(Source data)
* * * * *
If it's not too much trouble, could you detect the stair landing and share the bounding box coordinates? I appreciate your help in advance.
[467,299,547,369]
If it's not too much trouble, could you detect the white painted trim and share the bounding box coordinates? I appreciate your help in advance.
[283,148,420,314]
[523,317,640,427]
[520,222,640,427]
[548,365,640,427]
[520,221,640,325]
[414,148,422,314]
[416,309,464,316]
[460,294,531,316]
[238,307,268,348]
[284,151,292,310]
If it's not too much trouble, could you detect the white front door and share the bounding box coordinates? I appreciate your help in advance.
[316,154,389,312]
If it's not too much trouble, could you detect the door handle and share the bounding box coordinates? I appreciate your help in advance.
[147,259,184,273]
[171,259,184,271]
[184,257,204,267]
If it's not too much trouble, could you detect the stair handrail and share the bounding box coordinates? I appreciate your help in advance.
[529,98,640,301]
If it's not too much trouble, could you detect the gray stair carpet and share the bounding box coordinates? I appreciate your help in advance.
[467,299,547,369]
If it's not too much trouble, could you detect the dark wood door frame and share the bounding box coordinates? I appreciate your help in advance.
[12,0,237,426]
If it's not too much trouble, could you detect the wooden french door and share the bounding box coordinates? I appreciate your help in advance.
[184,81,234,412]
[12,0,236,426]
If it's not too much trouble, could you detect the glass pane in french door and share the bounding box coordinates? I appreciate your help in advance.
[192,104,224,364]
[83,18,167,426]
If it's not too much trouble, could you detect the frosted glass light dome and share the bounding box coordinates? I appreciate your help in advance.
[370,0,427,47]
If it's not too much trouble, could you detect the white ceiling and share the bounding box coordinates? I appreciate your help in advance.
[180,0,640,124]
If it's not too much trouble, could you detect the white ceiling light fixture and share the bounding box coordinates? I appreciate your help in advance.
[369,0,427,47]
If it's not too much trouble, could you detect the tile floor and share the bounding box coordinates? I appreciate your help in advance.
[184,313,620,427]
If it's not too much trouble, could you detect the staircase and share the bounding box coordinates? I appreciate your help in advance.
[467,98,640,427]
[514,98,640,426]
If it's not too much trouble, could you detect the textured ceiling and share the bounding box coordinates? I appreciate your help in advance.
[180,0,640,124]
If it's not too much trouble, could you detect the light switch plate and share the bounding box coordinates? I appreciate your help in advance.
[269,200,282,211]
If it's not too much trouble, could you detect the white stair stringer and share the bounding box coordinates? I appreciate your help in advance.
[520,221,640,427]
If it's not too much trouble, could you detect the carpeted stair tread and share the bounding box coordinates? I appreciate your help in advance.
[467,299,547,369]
* * * * *
• **Aim of the task**
Output exactly the lines between the one containing "If it's not too much trouble, could you detect the textured" and the final line above, both inclusive.

• **Complete answer**
If it's not too much trouble, could you detect the textured ceiling and share the bounding box coordinates? I appreciate your help in advance.
[180,0,640,124]
If it's not too much trouble, could you detect the light switch plate and share the bounding box coordinates? I appreciate your help in advance.
[269,200,282,211]
If it's not too much trouble, could you detect the white stair stringer and share the bounding box coordinates? I appreciate your help in advance.
[520,221,640,427]
If it's not too much trouble, could you detect the carpeted stair tread and share the bounding box coordinates? I appreciate your help in advance.
[467,299,547,369]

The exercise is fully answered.